#### SUPPLIED PASSAGE:
= = = = = = =
Rosmini College is a state integrated Catholic secondary school for boys, situated in Takapuna, Auckland, New Zealand. The school caters to Years 7-13 (Forms 1-7), and currently has a roll of approximately 1097.

Founded in 1962 by Father Catcheside, the school was named after Antonio Rosmini, founder of the Institute of Charity. The school's motto is Legis Charitas Plenitudo, translated as 'Charity Fulfills the Law', or sometimes translated as 'Love Fulfills the Law'. Tom Gerrard was the school's principal from 1976 until 2014, making him New Zealand's longest serving principal.

Curriculum
The school's curriculum mirrors that of state schools, apart from the addition of religious education classes and associated prayers, retreats, and masses. These religious activities and the promotion of Christian values constitute the school's Catholic character. The school's enrolment policy favours boys from Catholic primary schools, although students of other denominations fill the remaining space on the roll, in accordance with government funding legislation for integrated schools.

Facilities

The school's buildings include the Tindall Auditorium and school chapel, a purpose-built music block, the Maire Technology Block, the Sormany Science Centre, main block (containing classrooms, computer labs, administration facilities, staff offices, and the school library), and several prefabs. The school also has two gymnasiums as well as extensive sports fields and courts.
= = = = = = =
#### WORK TO COMPLETE:
- 1) Copy the Rosmini College text from "Rosmini College is" to "of approximately 1097.", but switch "boys" to "girls".
- 2) Add 121 to every number in the answer coordinates of the records from the line with "Could you tag the round" to the line with "point(213, 50)". Then write those lines out again, requests and sample outputs included and unchanged, and leave out the picture.
The Rosmini College text and the records that come next are unrelated material.
= = = = = = =
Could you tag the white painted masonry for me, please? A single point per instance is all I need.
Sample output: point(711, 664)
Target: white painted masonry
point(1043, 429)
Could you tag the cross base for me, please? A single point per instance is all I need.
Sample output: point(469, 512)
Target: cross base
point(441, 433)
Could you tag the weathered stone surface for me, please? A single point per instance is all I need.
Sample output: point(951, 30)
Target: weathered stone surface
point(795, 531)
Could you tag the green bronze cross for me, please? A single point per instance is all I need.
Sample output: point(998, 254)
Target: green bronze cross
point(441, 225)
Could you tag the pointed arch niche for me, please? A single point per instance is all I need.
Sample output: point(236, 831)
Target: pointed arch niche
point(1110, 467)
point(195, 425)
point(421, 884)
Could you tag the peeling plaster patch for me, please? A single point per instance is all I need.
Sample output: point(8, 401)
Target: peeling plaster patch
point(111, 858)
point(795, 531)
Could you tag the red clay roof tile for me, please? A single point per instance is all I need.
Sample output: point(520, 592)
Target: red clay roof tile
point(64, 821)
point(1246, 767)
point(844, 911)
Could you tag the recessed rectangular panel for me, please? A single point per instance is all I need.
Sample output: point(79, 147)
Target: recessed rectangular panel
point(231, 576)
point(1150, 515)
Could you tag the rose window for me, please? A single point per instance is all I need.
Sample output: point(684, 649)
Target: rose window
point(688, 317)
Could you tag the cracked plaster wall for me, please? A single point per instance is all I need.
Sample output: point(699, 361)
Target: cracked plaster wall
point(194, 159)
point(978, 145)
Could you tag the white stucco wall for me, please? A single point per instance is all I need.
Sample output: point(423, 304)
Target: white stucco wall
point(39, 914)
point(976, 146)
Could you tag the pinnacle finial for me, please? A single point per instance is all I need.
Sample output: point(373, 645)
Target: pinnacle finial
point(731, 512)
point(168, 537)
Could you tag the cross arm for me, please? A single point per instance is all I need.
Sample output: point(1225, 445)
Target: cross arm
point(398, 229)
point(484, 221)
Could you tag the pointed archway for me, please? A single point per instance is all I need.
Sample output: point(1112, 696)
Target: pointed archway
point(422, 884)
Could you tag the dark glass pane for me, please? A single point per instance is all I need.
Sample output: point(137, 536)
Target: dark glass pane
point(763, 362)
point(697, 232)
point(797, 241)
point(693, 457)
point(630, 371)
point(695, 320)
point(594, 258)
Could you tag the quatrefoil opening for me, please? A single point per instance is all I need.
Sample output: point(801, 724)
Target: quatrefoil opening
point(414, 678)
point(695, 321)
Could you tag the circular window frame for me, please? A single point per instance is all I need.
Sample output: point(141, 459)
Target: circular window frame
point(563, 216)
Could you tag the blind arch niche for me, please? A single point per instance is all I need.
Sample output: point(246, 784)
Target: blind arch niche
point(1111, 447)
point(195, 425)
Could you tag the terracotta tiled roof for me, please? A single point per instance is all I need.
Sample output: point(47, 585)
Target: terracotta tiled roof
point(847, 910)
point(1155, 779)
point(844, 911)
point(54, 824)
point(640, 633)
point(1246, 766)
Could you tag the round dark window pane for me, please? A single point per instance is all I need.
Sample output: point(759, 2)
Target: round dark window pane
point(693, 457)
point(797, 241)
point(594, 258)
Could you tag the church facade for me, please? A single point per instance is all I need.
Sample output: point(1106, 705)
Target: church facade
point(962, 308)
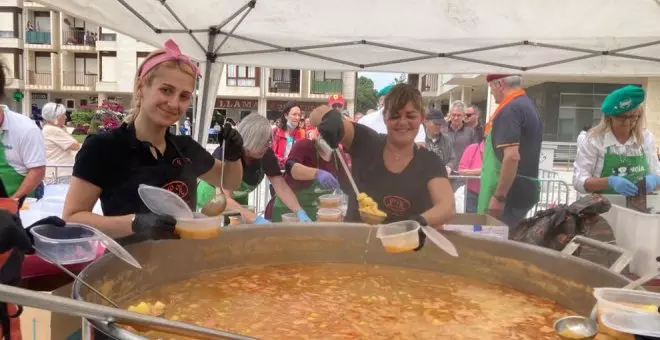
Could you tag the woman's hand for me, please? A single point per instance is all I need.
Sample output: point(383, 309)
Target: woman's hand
point(302, 216)
point(326, 179)
point(233, 142)
point(652, 181)
point(622, 186)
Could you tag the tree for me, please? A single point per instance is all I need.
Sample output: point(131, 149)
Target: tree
point(402, 78)
point(366, 96)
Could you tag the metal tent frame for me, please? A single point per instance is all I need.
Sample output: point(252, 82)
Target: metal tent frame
point(213, 50)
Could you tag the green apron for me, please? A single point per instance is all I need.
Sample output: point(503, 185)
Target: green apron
point(632, 168)
point(206, 193)
point(10, 178)
point(490, 176)
point(308, 198)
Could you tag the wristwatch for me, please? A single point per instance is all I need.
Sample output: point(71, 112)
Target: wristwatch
= = = = = = =
#### SOLUTIONS BY TASK:
- 1)
Rosmini College is a state integrated Catholic secondary school for girls, situated in Takapuna, Auckland, New Zealand. The school caters to Years 7-13 (Forms 1-7), and currently has a roll of approximately 1097.

- 2)
Could you tag the round dark window pane for me, please? A single point per instance is all I need.
Sample output: point(759, 2)
Target: round dark window pane
point(814, 578)
point(918, 362)
point(715, 379)
Could you tag the church facade for me, please? A single point per instance is all I need.
Sample output: point(1106, 705)
Target: church facade
point(1083, 429)
Could you tag the woman's hand for me, please? A single point per instance is all I need.
Sample output: point(383, 309)
Target: woman's hand
point(423, 337)
point(447, 300)
point(354, 263)
point(773, 302)
point(743, 307)
Could you tag the tree for me, please? A single point per instance is all I need.
Sample output: point(131, 149)
Target: tree
point(523, 199)
point(487, 217)
Could you tag the metal tent frame for me, please? A single point per instance is all I need.
Sample output: point(252, 82)
Target: metal tent frame
point(334, 171)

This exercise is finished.